## [THINGS TO DO]
A. In the blog post about books as birthday presents, list every book title named in the paragraph that begins "A more recent addition to the canon." Give each title with its author.
B. Rewrite the paragraph of the blog post about books as birthday presents that begins "One of my author friends said" as a short bulleted list that keeps its main points.
C. Pick up the blog post about books as birthday presents from the point where it stops, and keep it going.

Eleven (Books for) Birthdays

In December a video went viral showing a three-year-old throwing a snit because he got books for Christmas… he had plenty of toys, too, but he was outraged by the mere presence of books alongside them. I won’t link to the video, since the recreational outrage of thousands of people has already been expressed all over the Internet. I do want to tale on the main point: do books make good presents?

One of my author friends said he gave books at random times, but not for Christmas or birthdays, because “books can’t compete” with toys and video games and so forth. I don’t agree. I sure liked books as presents when I was a kid. I think kids will largely adapt to the world you create for them. Since my family of origin and my own family now constantly gives books as presents, I don’t think my baby boy will ever think it’s unusual to get a book as a gift. Indeed, he’ll probably think it’s weird if a birthday passes without books.

Books can be the perfect birthday present, when the main character is launched into the same year as the child, often with a momentous event. Consider WringerThe Giver, or City of Ember, where children learn their roles in life at a particular age.

Others involve unexpected presents that lead to adventures. A personal favorite is The Silver Crown, a lesser-known novel by Newbery laureate Robert C. O’Brien, features a spectacular birthday present that turns out to be far more than a girl bargains for, while The Indian in the Cupboard has disappointing birthday presents that turn out to be far more wondrous than a young boy expects.

A more recent addition to the canon is Wendy Mass’s 11 Birthdays, about a couple of children who share a birthday, mashed up with a Groundhog Day-inspired plot. Double it up with Lauren Myracle’s Eleven for the perfect birthday present for an eleven-year old. Birthday parties figure into the plots of Wendy Shang’s The Great Wall of Lucy Wu and Cynthia Liu’s Paris Pan Takes the Dare.

If it’s time to kick off a classic series, the first Harry Potter begins with a birthday and Tales of a Fourth Grade Nothing, the book that introduced the incorrigible Fudge to the world, ends with a birthday.

Of course a book doesn’t have to be about a birthday or presents to be the perfect birthday present, but I think a well-chosen one can make the young reader feel a connection to it that they’ll remember long after the flashy, noisy toys are forgotten.

Kurtis Scaletta is the author of the middle-grade novels Mudville and Mamba Point, and the forthcoming The Tanglewood Terror. All three are published by Knopf Books for Young Readers. Kurtis offers free virtual visits to kids book clubs — see http://www.kurtisscaletta.com/visits for more information.

Kurtis Scaletta
  1. Great choices. I love giving books or gift cards to bookstores.

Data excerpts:
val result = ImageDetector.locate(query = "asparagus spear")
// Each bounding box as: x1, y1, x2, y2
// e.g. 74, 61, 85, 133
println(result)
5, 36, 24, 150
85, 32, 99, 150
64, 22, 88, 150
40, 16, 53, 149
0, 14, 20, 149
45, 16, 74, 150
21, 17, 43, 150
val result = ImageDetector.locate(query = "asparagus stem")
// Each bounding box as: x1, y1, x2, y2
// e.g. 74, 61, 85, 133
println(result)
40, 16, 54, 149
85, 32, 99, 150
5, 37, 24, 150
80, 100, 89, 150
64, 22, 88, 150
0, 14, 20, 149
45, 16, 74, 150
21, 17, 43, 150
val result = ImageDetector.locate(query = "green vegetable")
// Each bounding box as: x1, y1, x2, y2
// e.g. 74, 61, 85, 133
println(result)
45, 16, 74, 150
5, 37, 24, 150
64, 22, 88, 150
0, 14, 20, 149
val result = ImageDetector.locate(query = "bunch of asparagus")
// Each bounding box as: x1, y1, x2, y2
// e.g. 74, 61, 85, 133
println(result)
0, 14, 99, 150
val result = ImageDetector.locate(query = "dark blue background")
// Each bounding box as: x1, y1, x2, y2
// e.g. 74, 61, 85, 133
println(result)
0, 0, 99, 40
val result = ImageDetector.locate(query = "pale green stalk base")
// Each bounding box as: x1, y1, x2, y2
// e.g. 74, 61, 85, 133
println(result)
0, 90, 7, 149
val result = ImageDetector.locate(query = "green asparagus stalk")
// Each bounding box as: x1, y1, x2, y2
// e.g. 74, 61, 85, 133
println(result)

## [EXERCISE RESULTS]
A.
- 11 Birthdays by Wendy Mass
- Eleven by Lauren Myracle
- The Great Wall of Lucy Wu by Wendy Shang
- Paris Pan Takes the Dare by Cynthia Liu

B.
- An author friend gives books at random times but not for Christmas or birthdays, saying "books can't compete" with toys and video games.
- The writer disagrees and enjoyed getting books as presents as a child.
- In the writer's view, kids largely adapt to the world created for them.
- Both the writer's family of origin and current family regularly give books as gifts.
- The writer expects that the baby boy will never find a book gift unusual and may find a birthday without books strange.

C.
  2. Hi Kurtis,
    Great list but you are TOO MODEST! I insist on including Kurtis Scalatta’s Mudville. Such a great read for boys or girls — a baseball novel with magical realism and a sorta Native American Curse (think Red Sox versus Yankees on a small town scale!).

    But also love so many of your picks especially The Great Wall of Lucy Wu — just read that and LOVED it. The City of Ember also a must read according to my 5th grader.

  3. Just bought my niece her birthday books. She looks forward to them every year (or else she’s already an accomplished actress).

  4. I’m kind of cocky about my ability to match the right book to the right person whether it’s a major holiday, a birthday, or just because. And I don’t even want to hang out with those books-aren’t-gifts people. Harrumph!

  5. Books (or gift cards for book stores) are the best gifts – any time of year or holiday! This past Christmas, my nephew (age 6) got several of the Bone books and was thrilled. For his birthday, which is just a few days later, he tore through his presents and immediately left the room to go read when he unwrapped another Bone book. Goosebumps is another great ‘holiday’ gift – they’re just plain fun!

  6. OH, Fudge’s birthday party took on a whole new meaning when my kids started having their own!! I love picking out books as presents, trying to find that “just right” one, whether for a kid or grown-up.

  7. My kids always receive books along with other gifts at birthdays and Christmas. And they love them! Plus if they go to a kids’ birthday party, I make sure a book is wrapped along with a toy.
    My kids all got Borders gift cards in their stocking, and it was so fun to bring them and have them pick out books this past weekend. They (and I) loved it! (of course I had to buy some for myself as well…)

  8. I agree. My kids have always received books as gifts from me, and now they look forward to them, just like I always did when i was little.